- **PASSAGE SHOWN**:
━━━━━━━━━━━━━━━━━━━━━━━━━━━━━━
Lucy Shapiro named 2015 commencement speaker

Using her unique worldview as both artist and scientist, Shapiro revolutionized the field of developmental biology and set the stage for the new field of systems biology.

Lucy Shapiro

Stanford developmental biologist Lucy Shapiro, PhD, whose unique worldview has revolutionized the understanding of the bacterial cell as an engineering paradigm, will be the commencement speaker for the School of Medicine Class of 2015.

The diploma ceremony will be held June 13 from 11 a.m. to 1 p.m. on Alumni Green, followed by a luncheon at 1 p.m. on the Dean’s Lawn.

Shapiro, the Virginia and D. K. Ludwig Professor, has spent her career on the leading edge of developmental biology. She is the recipient of numerous awards, including the National Medal of Science in 2012 and the 2014 Pearl Meister Greengard Prize, which celebrates the achievements of outstanding women in science.

Shapiro, director of the Beckman Center for Molecular and Genetic Medicine, has been a faculty member since 1989, when she founded the medical school’s Department of Developmental Biology.

A painter who studied both biology and the fine arts as an undergraduate, Shapiro said that she sees science as part of the world of art. She began her career as a scientist focused on finding new ways of looking at and understanding living things, much as an artist does. She started by hunting for the simplest organism she could find — a bacterial cell — and then studying its molecular mechanisms. Her research into the genetic circuitry of these cells paved the way for new antibiotics. Her use of the microorganism as a model also set the stage for the emerging field of systems biology.

She has served in advisory roles in both the Clinton and George W. Bush administrations on the threat of infectious disease in developing countries. She has said that increasing levels of both antibiotic resistance and novel infectious agents are likely to be a larger threat to the world than bioterrorism. Shapiro also started a biotech company to test and develop antibiotic and antifungal medications.
━━━━━━━━━━━━━━━━━━━━━━━━━━━━━━
- **PROVIDED RECORDS**:
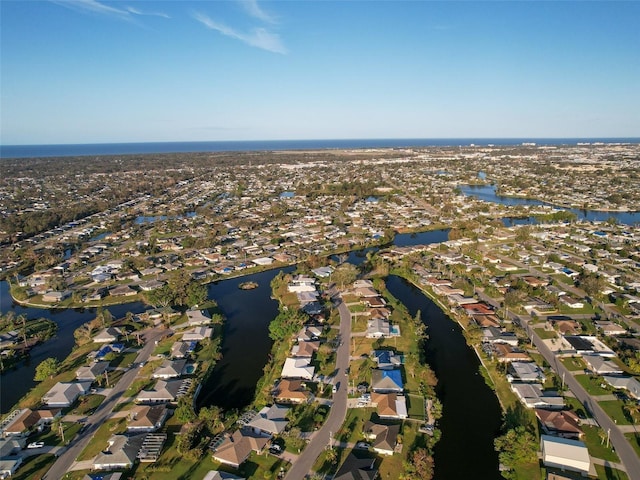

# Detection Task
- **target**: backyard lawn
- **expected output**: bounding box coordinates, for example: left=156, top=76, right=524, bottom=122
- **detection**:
━━━━━━━━━━━━━━━━━━━━━━━━━━━━━━
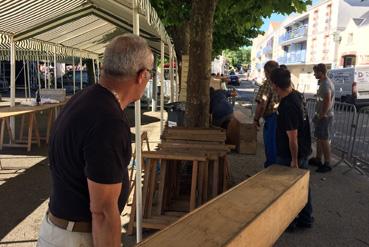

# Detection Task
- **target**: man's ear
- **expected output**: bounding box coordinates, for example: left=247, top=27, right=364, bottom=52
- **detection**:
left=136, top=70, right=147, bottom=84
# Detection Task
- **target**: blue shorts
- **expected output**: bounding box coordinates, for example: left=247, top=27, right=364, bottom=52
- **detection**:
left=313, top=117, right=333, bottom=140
━━━━━━━━━━━━━━━━━━━━━━━━━━━━━━
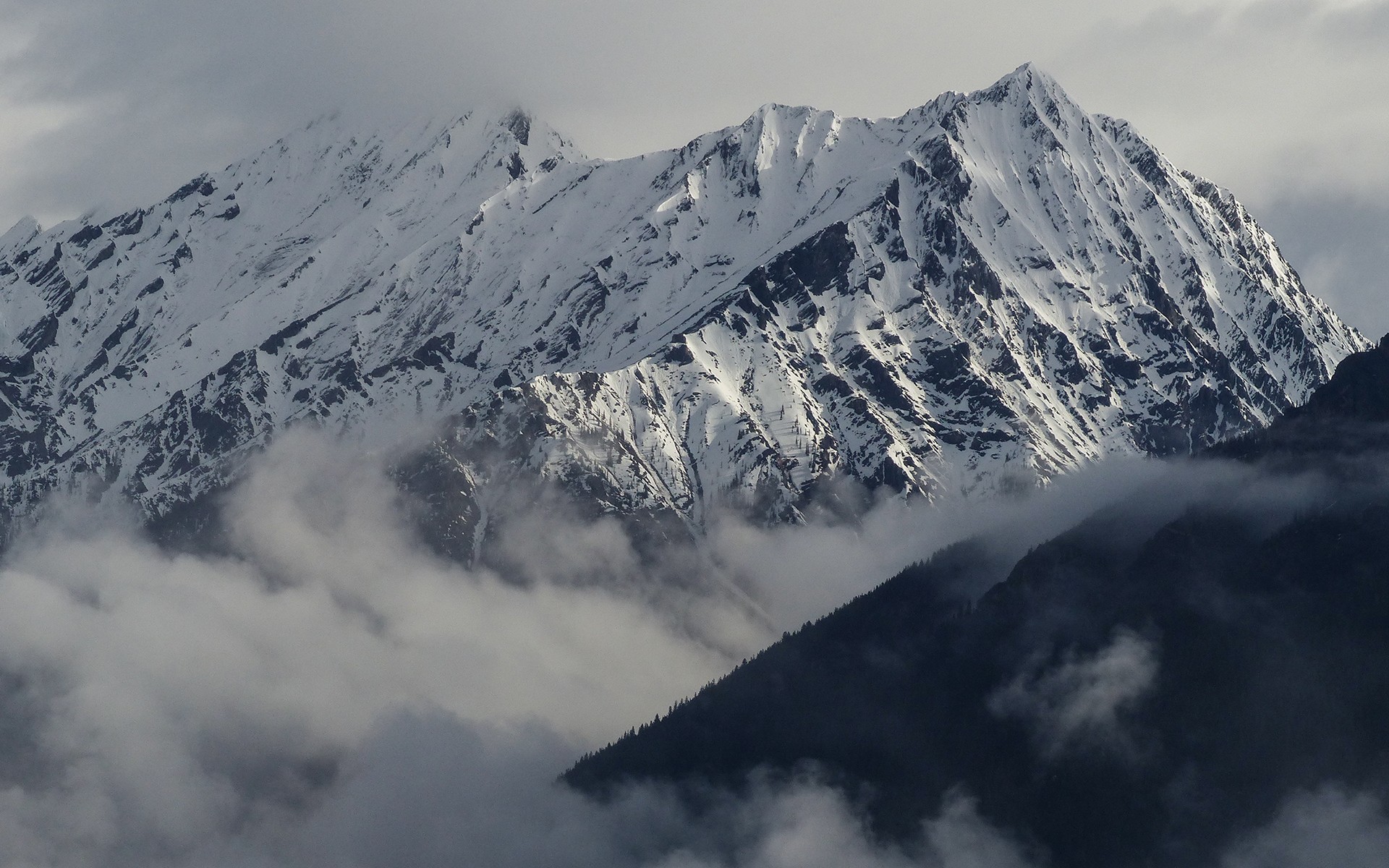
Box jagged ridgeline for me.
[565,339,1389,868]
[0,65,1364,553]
━━━━━━━━━━━━━━━━━━━━━━━━━━━━━━
- **EXERCISES**:
[A] According to the announcement about Lucy Shapiro, in what year did she found the medical school's Department of Developmental Biology?
[B] In the announcement about Lucy Shapiro, rename "luncheon" to "reception" and write out the passage starting with "The diploma ceremony" and going on through "Department of Developmental Biology.".
The records are unrelated material, kept apart from the announcement about Lucy Shapiro.

- **ANSWERS BY TASK**:
[A] 1989

[B]
The diploma ceremony will be held June 13 from 11 a.m. to 1 p.m. on Alumni Green, followed by a reception at 1 p.m. on the Dean’s Lawn.

Shapiro, the Virginia and D. K. Ludwig Professor, has spent her career on the leading edge of developmental biology. She is the recipient of numerous awards, including the National Medal of Science in 2012 and the 2014 Pearl Meister Greengard Prize, which celebrates the achievements of outstanding women in science.

Shapiro, director of the Beckman Center for Molecular and Genetic Medicine, has been a faculty member since 1989, when she founded the medical school’s Department of Developmental Biology.